(Kutipan Halaman)
"""
Senin, 20 Februari 2012

Ketika Wanita Memimpin


Ketika Wanita Memimpin
Joseph S. Nye, MANTAN ASISTEN MENTERI LUAR NEGERI AS;
GURU BESAR PADA HARVARD UNIVERSITY, PENGARANG BUKU THE FUTURE OF POWER
Sumber : KORAN TEMPO, 20 Februari 2012



Akankah dunia lebih damai jika wanita yang memimpin? Sebuah buku yang baru saja diterbitkan karya psikolog Harvard University, Steven Pinker, mengatakan jawabannya adalah “ya”.

Dalam bukunya yang berjudul The Better Angels of Our Nature, Pinker menyajikan data yang menunjukkan bahwa kekerasan yang dilakukan manusia, walaupun masih mengancam kita saat ini, sudah berangsur-angsur menurun. Lagi pula, demikian katanya, ”dalam bentang sejarah yang panjang ini”, wanita selalu dan tetap akan merupakan kekuatan pendamai. Perang tradisional antar-suku merupakan kerjaan laki-laki. Wanita-wanita di antara mereka tidak pernah bergabung bersama dan beramai-beramai menyerang desa-desa tetangga. Sebagai ibu, wanita memiliki insentif evolusi untuk memelihara perdamaian guna mengasuh anak-anak mereka dan memastikan mereka bisa bertahan sampai generasi berikutnya.
"""
(Daftar Tugas)
1. Tuliskan kembali bagian artikel tentang kepemimpinan wanita mulai dari "Dalam bukunya yang" dan terus sampai "sampai generasi berikutnya.", dengan mengganti "laki-laki" menjadi "kaum pria".
2. Lanjutkan artikel tentang kepemimpinan wanita dari kalimat terakhir yang tercantum.

Entri koleksi:
"""
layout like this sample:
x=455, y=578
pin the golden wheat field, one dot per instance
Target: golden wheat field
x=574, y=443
"""
(Kunci Jawaban)
1.
Dalam bukunya yang berjudul The Better Angels of Our Nature, Pinker menyajikan data yang menunjukkan bahwa kekerasan yang dilakukan manusia, walaupun masih mengancam kita saat ini, sudah berangsur-angsur menurun. Lagi pula, demikian katanya, ”dalam bentang sejarah yang panjang ini”, wanita selalu dan tetap akan merupakan kekuatan pendamai. Perang tradisional antar-suku merupakan kerjaan kaum pria. Wanita-wanita di antara mereka tidak pernah bergabung bersama dan beramai-beramai menyerang desa-desa tetangga. Sebagai ibu, wanita memiliki insentif evolusi untuk memelihara perdamaian guna mengasuh anak-anak mereka dan memastikan mereka bisa bertahan sampai generasi berikutnya.

2.
Mereka yang skeptis langsung menjawab bahwa wanita tidak pernah melancarkan perang karena mereka tidak memegang tampuk kekuasaan. Jika diberdayakan sebagai pemimpin, maka keadaan dunia yang anarkistis itu bakal memaksa mereka mengambil keputusan berperang, sama seperti yang dilakukan laki-laki. Margaret Thatcher, Golda Meir, dan Indira Gandhi adalah wanita-wanita yang berkuasa; semuanya telah membawa negeri mereka ke dalam kancah perang.

Tapi juga benar bahwa wanita-wanita ini naik ke puncak kekuasaan mengikuti irama aturan politik dari “suatu dunia laki-laki”. Keberhasilan mereka dalam mengkonfrontasikan nilai-nilai yang dibawakan laki-laki itulah yang sebenarnya memungkinkan mereka naik ke jenjang kepemimpinan. Dalam suatu dunia di mana wanita diberi kekuasaan yang sebanding (separuh) dari yang dipegang laki-laki, maka mereka mungkin bakal menunjukkan perilaku yang berbeda setelah ikut memegang kekuasaan.

Karena itu, kita dihadapkan pada pertanyaan yang lebih mendasar: apakah gender itu memang penting dalam kepemimpinan? Menurut stereotipe, berbagai studi psikologi menunjukkan bahwa laki-laki cenderung menggunakan apa yang dinamakan hard power of command (kekuatan keras komando), sementara wanita secara naluriah lebih cenderung pada penggunaan soft power of persuasion (kekuatan lunak persuasi). Rakyat Amerika cenderung mengaitkan kepemimpinan dengan stereotipe laki-laki yang keras, namun studi yang dilakukan baru-baru ini menunjukkan semakin berhasilnya apa yang dahulu dianggap sebagai kepemimpinan “gaya feminin”.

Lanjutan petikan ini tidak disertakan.